• **EXERCISE BRIEF**:
For each statement, answer yes or no to whether it agrees with the article on homicide and suicide among people with mental illness, and quote the words that decide it: (a) In-patient suicides have fallen to their lowest recorded figure. (b) The authors conclude that the fall in homicides in 2005 and 2006 marks the start of a new downward trend. (c) Patient suicides have fallen most sharply among people in their early 30s.

• **SELECTED PASSAGE**:
Study finds decline in homicide, suicide rates among mentally ill people

People with mental health problems are committing fewer homicides while the number of suicides by mental health patients has also fallen, latest figures reveal; a previous rise in homicides by mentally ill people may have been the result of drug misuse, says the report.

The study, by the National Confidential Inquiry into Suicide and Homicide by People with Mental Illness at The University of Manchester, also found that in-patient suicides have fallen to their lowest recorded figure and that patient suicides have fallen most sharply in people in their early 20s.

The researchers, led by Professor Louis Appleby, the government's Health and Criminal Justice Tsar, reported that the number of homicides committed by people who were suffering from schizophrenia or who were psychotic at the time of offence had fallen in 2005 and 2006 - the most recent years for which figures are available.

Although the report's authors, based in the University's Centre for Suicide Prevention, say it is too early to conclude whether this fall was the start of a new downward trend, they concluded that a previously reported rise in homicides by mentally ill people had not continued.

"In our previous annual report, we reported that the number of people convicted of homicide who were psychotic at the time of the offence had shown an unexplained rise between 1997 and 2005," said Professor Appleby.

"In our latest report we have examined additional data for this period in an attempt to explain this rise in homicide, although we have also presented evidence that the increase has not continued."

The Inquiry team examined a number of factors that might explain the increase in homicide rates to 2005 by people - both patients and non-patients - with psychosis. These included:

  • an increase in the rate of psychosis among immigrant populations
  • an increase in homicide in urban populations where psychotic illness is more prevalent
  • an increase in drug or alcohol misuse.

[Dataset entries]
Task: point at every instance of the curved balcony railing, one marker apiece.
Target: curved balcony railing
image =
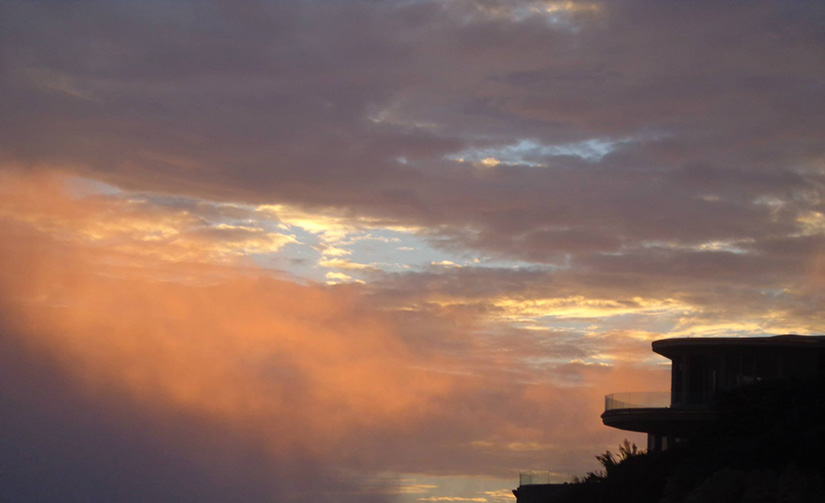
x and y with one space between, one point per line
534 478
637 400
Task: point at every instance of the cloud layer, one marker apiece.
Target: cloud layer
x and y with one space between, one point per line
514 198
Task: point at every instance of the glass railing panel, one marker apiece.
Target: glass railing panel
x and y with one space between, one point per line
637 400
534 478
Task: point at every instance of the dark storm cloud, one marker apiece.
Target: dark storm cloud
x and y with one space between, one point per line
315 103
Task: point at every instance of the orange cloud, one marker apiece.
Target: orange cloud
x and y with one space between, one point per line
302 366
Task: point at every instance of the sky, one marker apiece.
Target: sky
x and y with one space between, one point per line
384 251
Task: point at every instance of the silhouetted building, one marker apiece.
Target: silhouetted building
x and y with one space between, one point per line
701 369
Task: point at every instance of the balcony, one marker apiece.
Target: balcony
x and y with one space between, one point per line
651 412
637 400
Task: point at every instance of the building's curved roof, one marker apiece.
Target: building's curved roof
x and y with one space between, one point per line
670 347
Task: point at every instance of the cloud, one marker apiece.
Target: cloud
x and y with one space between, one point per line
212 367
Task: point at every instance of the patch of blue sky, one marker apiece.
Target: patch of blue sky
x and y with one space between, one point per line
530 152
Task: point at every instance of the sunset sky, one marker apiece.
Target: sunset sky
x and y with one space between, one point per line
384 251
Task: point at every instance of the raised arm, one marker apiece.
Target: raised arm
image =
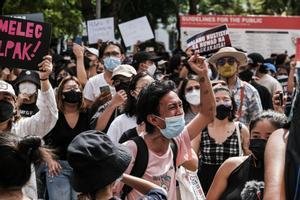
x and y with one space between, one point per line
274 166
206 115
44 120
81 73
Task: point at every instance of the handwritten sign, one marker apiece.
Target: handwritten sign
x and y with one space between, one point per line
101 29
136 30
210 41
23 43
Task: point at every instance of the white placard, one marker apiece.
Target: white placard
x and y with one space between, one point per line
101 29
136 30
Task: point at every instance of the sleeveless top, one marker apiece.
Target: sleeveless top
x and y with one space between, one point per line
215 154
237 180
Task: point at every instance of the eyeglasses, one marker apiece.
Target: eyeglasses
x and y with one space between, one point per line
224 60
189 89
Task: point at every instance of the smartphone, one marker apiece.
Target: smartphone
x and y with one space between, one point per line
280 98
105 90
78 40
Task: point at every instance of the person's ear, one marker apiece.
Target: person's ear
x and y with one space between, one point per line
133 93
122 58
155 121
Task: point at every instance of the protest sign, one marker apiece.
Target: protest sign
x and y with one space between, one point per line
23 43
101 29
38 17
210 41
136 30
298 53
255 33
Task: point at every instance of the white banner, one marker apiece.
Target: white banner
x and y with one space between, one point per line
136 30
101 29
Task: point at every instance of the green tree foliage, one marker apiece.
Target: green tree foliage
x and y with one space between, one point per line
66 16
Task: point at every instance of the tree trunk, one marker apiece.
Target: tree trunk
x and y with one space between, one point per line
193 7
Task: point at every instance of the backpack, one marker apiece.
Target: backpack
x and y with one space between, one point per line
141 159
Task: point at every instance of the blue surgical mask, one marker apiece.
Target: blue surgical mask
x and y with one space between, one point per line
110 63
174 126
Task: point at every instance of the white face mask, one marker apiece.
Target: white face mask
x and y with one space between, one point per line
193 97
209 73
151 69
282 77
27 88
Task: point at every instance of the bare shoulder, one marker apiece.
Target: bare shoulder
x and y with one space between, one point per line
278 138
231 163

• **RESPONSE**:
(a) Yes: "in-patient suicides have fallen to their lowest recorded figure"
(b) No: "it is too early to conclude whether this fall was the start of a new downward trend"
(c) No: "patient suicides have fallen most sharply in people in their early 20s"